**LISTED ENTRIES:**
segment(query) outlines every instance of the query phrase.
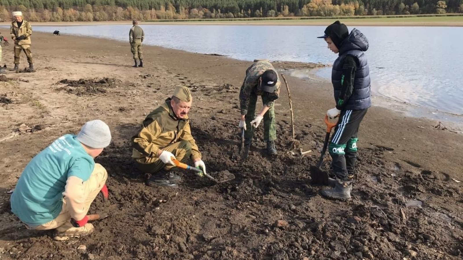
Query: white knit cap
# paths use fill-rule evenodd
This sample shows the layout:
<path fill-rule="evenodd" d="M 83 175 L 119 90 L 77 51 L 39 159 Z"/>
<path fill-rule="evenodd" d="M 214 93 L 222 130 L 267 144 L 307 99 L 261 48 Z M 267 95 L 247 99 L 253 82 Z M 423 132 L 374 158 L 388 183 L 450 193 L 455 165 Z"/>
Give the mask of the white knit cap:
<path fill-rule="evenodd" d="M 108 125 L 100 120 L 96 119 L 86 123 L 77 134 L 77 138 L 85 145 L 98 149 L 109 145 L 111 133 Z"/>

**YOUR GOAL:**
Can you copy out the whole listing above word for word, leaving out the pictures?

**OUTPUT FOR THIS EXERCISE:**
segment(query) outlines every instance of the query phrase.
Query: white knit cap
# paths use fill-rule evenodd
This sample shows the layout:
<path fill-rule="evenodd" d="M 83 175 L 119 90 L 77 51 L 39 159 Z"/>
<path fill-rule="evenodd" d="M 214 93 L 222 130 L 267 144 L 307 99 L 261 48 Z M 267 95 L 247 99 L 253 82 Z M 423 132 L 374 158 L 388 183 L 450 193 L 455 165 Z"/>
Give the mask of the white knit cap:
<path fill-rule="evenodd" d="M 108 125 L 100 120 L 96 119 L 86 123 L 77 134 L 77 138 L 85 145 L 98 149 L 109 145 L 111 133 Z"/>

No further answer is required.